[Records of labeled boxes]
--*--

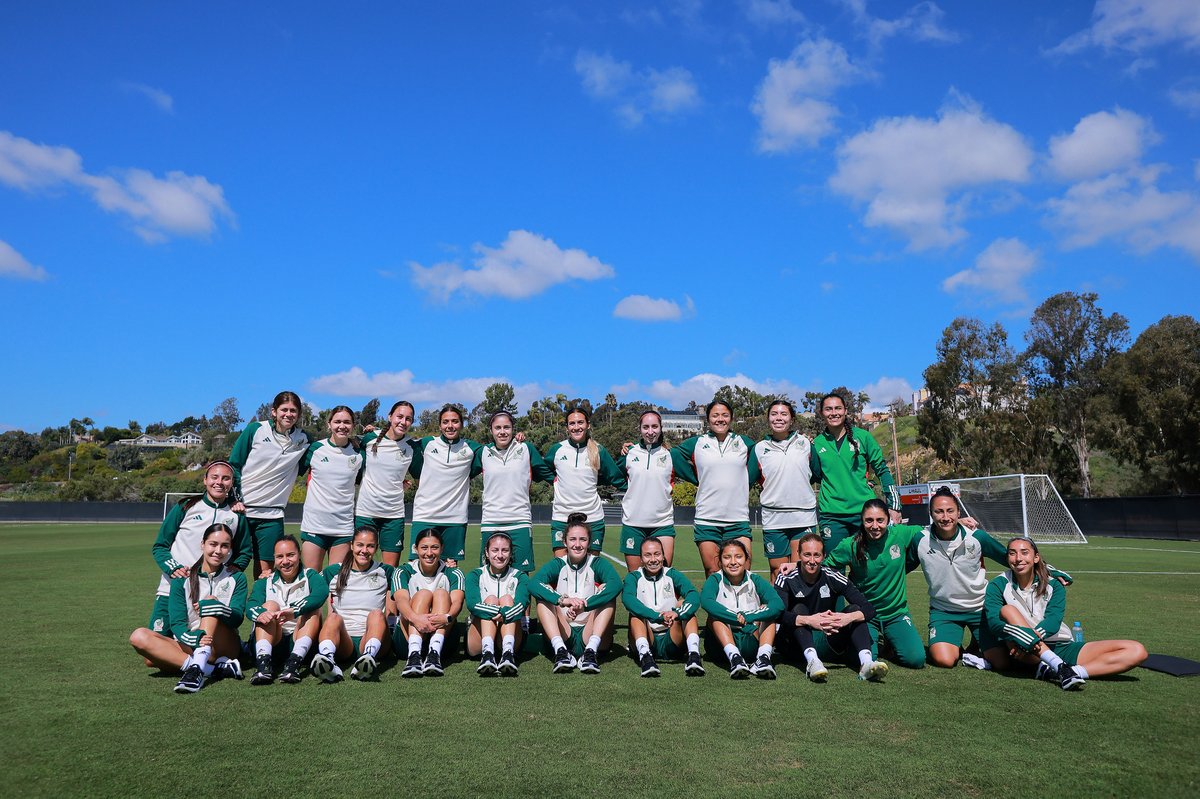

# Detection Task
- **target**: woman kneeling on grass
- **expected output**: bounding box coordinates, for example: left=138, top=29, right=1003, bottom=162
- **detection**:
left=622, top=537, right=704, bottom=677
left=984, top=537, right=1147, bottom=691
left=246, top=535, right=329, bottom=685
left=700, top=539, right=784, bottom=680
left=391, top=528, right=467, bottom=678
left=130, top=523, right=246, bottom=693
left=312, top=527, right=392, bottom=683
left=467, top=530, right=529, bottom=677
left=529, top=513, right=622, bottom=674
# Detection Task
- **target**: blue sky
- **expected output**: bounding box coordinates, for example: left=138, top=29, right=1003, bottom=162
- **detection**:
left=0, top=0, right=1200, bottom=431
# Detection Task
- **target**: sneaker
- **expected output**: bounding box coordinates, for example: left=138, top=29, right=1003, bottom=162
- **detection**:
left=175, top=666, right=204, bottom=693
left=400, top=651, right=425, bottom=678
left=350, top=655, right=379, bottom=680
left=475, top=651, right=497, bottom=677
left=250, top=655, right=275, bottom=685
left=421, top=649, right=446, bottom=677
left=858, top=660, right=888, bottom=683
left=280, top=655, right=304, bottom=684
left=750, top=655, right=775, bottom=680
left=1057, top=661, right=1085, bottom=691
left=554, top=647, right=575, bottom=674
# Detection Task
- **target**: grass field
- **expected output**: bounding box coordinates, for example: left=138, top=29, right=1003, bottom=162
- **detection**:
left=0, top=524, right=1200, bottom=799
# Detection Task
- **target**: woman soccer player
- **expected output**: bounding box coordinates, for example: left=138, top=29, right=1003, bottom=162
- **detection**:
left=229, top=391, right=311, bottom=577
left=617, top=410, right=674, bottom=571
left=700, top=537, right=784, bottom=680
left=671, top=400, right=753, bottom=573
left=622, top=537, right=704, bottom=677
left=300, top=405, right=364, bottom=571
left=467, top=530, right=529, bottom=677
left=246, top=535, right=329, bottom=685
left=354, top=400, right=421, bottom=567
left=529, top=513, right=622, bottom=674
left=775, top=533, right=888, bottom=683
left=546, top=407, right=628, bottom=558
left=142, top=461, right=254, bottom=638
left=472, top=410, right=554, bottom=575
left=391, top=524, right=467, bottom=677
left=754, top=400, right=820, bottom=581
left=984, top=537, right=1147, bottom=691
left=812, top=394, right=901, bottom=552
left=311, top=527, right=392, bottom=683
left=406, top=404, right=480, bottom=566
left=130, top=522, right=246, bottom=693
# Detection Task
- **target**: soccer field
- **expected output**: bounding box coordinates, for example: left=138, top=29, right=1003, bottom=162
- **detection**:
left=0, top=524, right=1200, bottom=799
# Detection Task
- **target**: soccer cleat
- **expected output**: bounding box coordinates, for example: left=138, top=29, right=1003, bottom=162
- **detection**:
left=750, top=655, right=775, bottom=680
left=400, top=651, right=425, bottom=678
left=280, top=655, right=304, bottom=684
left=554, top=647, right=575, bottom=674
left=1057, top=661, right=1085, bottom=691
left=858, top=660, right=888, bottom=683
left=250, top=655, right=275, bottom=685
left=633, top=651, right=660, bottom=677
left=175, top=666, right=204, bottom=693
left=350, top=655, right=379, bottom=680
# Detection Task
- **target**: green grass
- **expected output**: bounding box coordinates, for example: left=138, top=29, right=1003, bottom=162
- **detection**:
left=0, top=524, right=1200, bottom=798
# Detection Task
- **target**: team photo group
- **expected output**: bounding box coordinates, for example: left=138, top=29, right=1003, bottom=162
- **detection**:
left=130, top=391, right=1147, bottom=693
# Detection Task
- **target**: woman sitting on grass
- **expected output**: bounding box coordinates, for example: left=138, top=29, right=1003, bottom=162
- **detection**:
left=984, top=537, right=1147, bottom=691
left=391, top=525, right=467, bottom=678
left=247, top=535, right=329, bottom=685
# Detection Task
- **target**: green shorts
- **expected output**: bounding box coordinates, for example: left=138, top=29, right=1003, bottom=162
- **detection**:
left=246, top=517, right=283, bottom=563
left=479, top=527, right=538, bottom=575
left=408, top=522, right=467, bottom=561
left=354, top=516, right=404, bottom=552
left=691, top=522, right=750, bottom=543
left=550, top=518, right=604, bottom=552
left=620, top=524, right=674, bottom=555
left=762, top=527, right=828, bottom=560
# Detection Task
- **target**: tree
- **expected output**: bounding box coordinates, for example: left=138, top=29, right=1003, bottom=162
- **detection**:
left=1025, top=292, right=1129, bottom=497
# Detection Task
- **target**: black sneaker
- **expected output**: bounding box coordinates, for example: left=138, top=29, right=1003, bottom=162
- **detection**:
left=580, top=649, right=600, bottom=674
left=250, top=655, right=275, bottom=685
left=175, top=665, right=204, bottom=693
left=280, top=655, right=304, bottom=684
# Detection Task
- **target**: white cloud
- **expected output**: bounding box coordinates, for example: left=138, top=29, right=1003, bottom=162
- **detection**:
left=0, top=131, right=234, bottom=242
left=1050, top=108, right=1158, bottom=180
left=750, top=38, right=871, bottom=152
left=612, top=294, right=696, bottom=322
left=0, top=239, right=49, bottom=282
left=942, top=239, right=1038, bottom=304
left=575, top=50, right=701, bottom=127
left=829, top=102, right=1033, bottom=251
left=408, top=230, right=616, bottom=302
left=1051, top=0, right=1200, bottom=53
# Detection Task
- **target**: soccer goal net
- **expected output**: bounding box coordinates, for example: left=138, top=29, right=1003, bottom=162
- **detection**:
left=929, top=474, right=1087, bottom=543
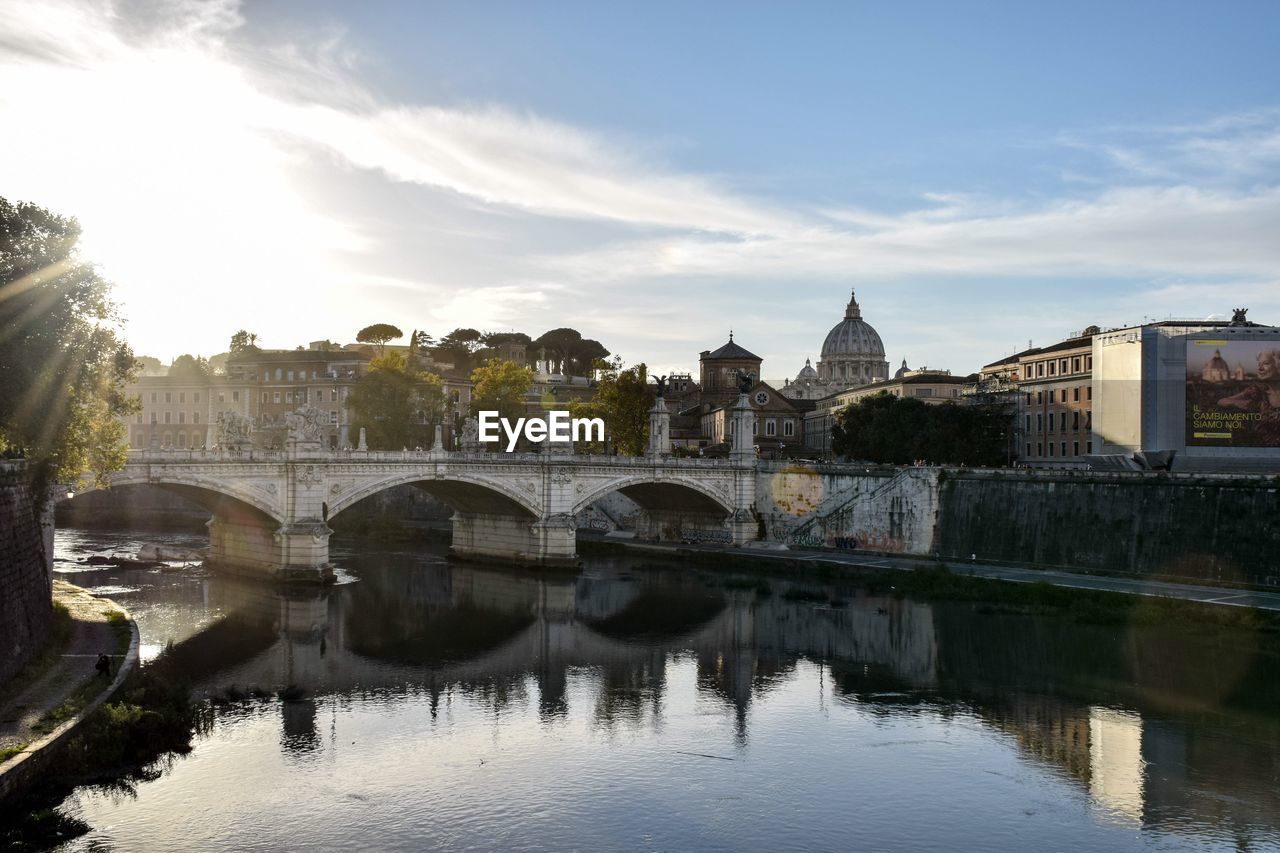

--*--

▸ What is needed:
Identify every line in the data above that contains the string "green", and copy each such line. Case counts when matching.

▸ Response to this task:
- **target**: green grass
- **target**: green shorts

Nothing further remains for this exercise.